» **TEKSTFRAGMENT**:

## Libraries importeren

In [1]:
import torch
import pandas as pd
import numpy as np
import math
from tqdm import tqdm
from torch.utils.data import DataLoader
from transformers import GPT2LMHeadModel, GPT2Tokenizer, TrainingArguments, Trainer, DataCollatorWithPadding
from datasets import Dataset
from sklearn.model_selection import train_test_split

## Data pre-processen

In [2]:
df = pd.read_csv("Data/medquad.csv")
df['question'] = df['question'].astype(str)
df['answer'] = df['answer'].astype(str)
df['focus_area'] = df['focus_area'].astype(str)
df.head()

» **AANGELEVERDE GEGEVENS**:
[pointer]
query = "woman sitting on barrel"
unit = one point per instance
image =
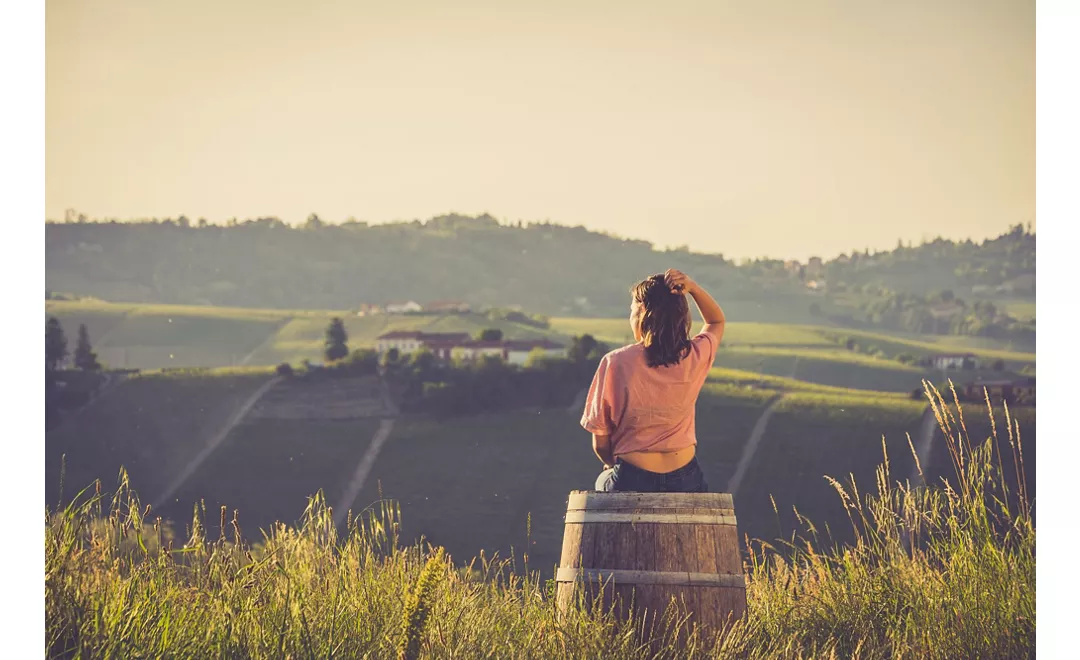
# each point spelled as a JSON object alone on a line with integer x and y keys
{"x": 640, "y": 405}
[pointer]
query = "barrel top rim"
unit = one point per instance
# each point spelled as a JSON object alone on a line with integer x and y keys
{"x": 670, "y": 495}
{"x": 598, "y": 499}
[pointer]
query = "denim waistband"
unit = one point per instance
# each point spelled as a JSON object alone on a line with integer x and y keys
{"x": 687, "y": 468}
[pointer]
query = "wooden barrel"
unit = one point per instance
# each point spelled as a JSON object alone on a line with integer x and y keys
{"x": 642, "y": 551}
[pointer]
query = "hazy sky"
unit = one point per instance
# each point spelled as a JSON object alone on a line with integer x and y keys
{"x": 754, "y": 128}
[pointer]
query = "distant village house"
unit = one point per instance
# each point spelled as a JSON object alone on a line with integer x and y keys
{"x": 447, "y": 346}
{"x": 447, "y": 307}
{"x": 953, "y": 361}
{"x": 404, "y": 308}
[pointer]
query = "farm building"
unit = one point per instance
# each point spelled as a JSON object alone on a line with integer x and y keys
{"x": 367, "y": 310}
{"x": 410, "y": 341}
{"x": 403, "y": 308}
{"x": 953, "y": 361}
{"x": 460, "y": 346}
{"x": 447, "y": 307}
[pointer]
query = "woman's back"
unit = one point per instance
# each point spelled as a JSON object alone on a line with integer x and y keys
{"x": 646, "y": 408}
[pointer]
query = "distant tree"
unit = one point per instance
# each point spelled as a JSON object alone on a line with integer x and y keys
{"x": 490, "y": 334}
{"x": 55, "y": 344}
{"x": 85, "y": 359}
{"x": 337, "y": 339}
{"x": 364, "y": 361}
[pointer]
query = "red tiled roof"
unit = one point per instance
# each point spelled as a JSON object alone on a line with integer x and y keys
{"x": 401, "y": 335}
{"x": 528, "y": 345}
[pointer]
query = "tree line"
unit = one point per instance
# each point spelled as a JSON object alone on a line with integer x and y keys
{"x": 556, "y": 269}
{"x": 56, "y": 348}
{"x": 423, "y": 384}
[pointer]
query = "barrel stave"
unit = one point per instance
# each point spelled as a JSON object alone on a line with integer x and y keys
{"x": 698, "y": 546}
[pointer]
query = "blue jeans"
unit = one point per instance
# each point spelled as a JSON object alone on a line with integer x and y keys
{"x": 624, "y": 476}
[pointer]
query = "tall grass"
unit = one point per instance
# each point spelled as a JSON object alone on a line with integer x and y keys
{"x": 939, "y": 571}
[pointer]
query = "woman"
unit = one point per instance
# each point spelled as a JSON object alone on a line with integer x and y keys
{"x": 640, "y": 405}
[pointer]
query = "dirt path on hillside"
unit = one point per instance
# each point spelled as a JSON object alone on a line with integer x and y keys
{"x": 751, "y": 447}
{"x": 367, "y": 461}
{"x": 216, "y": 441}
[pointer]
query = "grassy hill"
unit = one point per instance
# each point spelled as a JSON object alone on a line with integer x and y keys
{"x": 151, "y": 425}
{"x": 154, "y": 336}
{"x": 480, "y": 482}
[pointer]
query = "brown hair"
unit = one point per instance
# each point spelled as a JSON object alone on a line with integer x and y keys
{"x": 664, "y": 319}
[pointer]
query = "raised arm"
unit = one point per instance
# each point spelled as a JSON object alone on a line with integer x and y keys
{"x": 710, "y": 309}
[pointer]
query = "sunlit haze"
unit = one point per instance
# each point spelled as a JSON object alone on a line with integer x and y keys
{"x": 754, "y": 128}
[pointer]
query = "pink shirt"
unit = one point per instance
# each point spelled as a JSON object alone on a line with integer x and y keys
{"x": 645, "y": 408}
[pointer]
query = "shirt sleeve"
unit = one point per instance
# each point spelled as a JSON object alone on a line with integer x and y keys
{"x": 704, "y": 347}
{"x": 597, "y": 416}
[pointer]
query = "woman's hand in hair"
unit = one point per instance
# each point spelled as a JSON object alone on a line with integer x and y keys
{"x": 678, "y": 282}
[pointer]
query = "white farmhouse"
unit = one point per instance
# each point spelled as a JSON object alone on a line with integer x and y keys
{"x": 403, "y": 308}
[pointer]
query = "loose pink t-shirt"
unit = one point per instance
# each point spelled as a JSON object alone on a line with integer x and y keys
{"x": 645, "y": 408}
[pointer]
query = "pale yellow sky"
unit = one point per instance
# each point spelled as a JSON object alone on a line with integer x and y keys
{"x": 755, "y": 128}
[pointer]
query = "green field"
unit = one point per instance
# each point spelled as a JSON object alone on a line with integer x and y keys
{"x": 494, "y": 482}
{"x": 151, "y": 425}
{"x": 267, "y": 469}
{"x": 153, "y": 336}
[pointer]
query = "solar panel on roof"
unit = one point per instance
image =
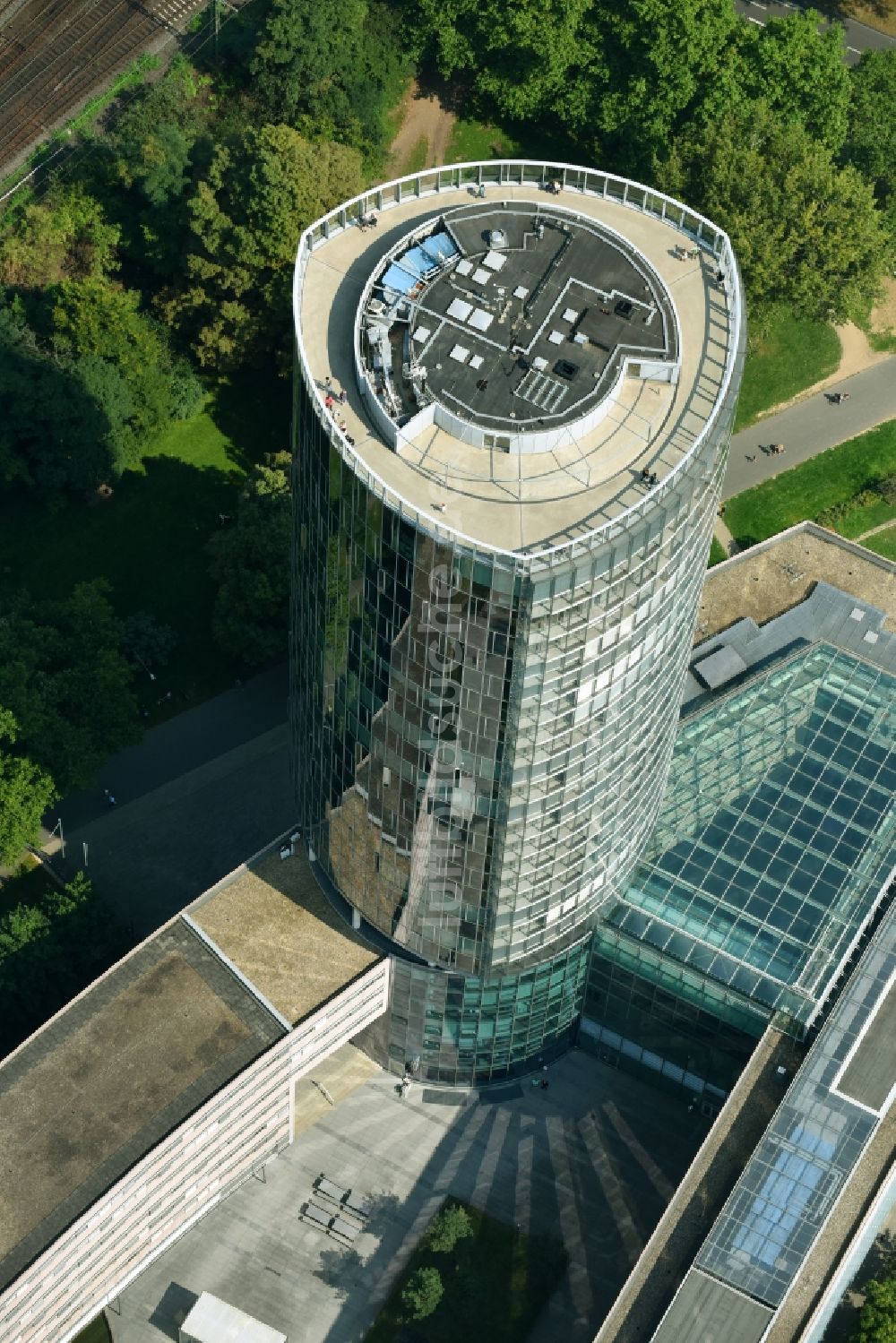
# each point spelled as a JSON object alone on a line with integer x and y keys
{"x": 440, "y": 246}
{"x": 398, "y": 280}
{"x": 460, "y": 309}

» **OPDRACHTEN**:
• a. Geef voor elk van de volgende beweringen aan of ze klopt met het notebookfragment. Antwoord telkens met ja of nee en citeer letterlijk de woorden uit het fragment die de doorslag geven.
(i) Er wordt een bestand met de naam "Data/medquad.csv" ingelezen.
(ii) De kolom 'answer' wordt omgezet naar het type int.
(iii) DataLoader wordt geïmporteerd uit torch.utils.data.
• b. Neem uit het notebookfragment letterlijk het stuk over van "## Data pre-processen" tot en met "df['focus_area'] = df['focus_area'].astype(str)".
• c. Schrijf het notebookfragment verder, te beginnen na de laatste regel.

» **ANTWOORDEN**:
• a.
(i) Ja: "df = pd.read_csv("Data/medquad.csv")"
(ii) Nee: "df['answer'] = df['answer'].astype(str)"
(iii) Ja: "from torch.utils.data import DataLoader"

• b.
## Data pre-processen

In [2]:
df = pd.read_csv("Data/medquad.csv")
df['question'] = df['question'].astype(str)
df['answer'] = df['answer'].astype(str)
df['focus_area'] = df['focus_area'].astype(str)

• c.
Unnamed: 0,question,answer,source,focus_area
0,What is (are) Glaucoma ?,Glaucoma is a group of diseases that can damag...,NIHSeniorHealth,Glaucoma
1,What causes Glaucoma ?,"Nearly 2.7 million people have glaucoma, a lea...",NIHSeniorHealth,Glaucoma
2,What are the symptoms of Glaucoma ?,Symptoms of Glaucoma Glaucoma can develop in ...,NIHSeniorHealth,Glaucoma
3,What are the treatments for Glaucoma ?,"Although open-angle glaucoma cannot be cured, ...",NIHSeniorHealth,Glaucoma
4,What is (are) Glaucoma ?,Glaucoma is a group of diseases that can damag...,NIHSeniorHealth,Glaucoma


#### Train- en test data maken

In [3]:
train_data, test_data = train_test_split(df, test_size=0.2)
print(len(train_data))
print(len(test_data))

13129
3283


#### Laad het model en de tokenizer

In [4]:
model = GPT2LMHeadModel.from_pretrained("gpt2")
tokenizer = GPT2Tokenizer.from_pretrained("gpt2")

component = torch.device("cuda" if torch.cuda.is_available()
                         else "cpu")
model = model.to(component)
print(f"Model runt op {component}")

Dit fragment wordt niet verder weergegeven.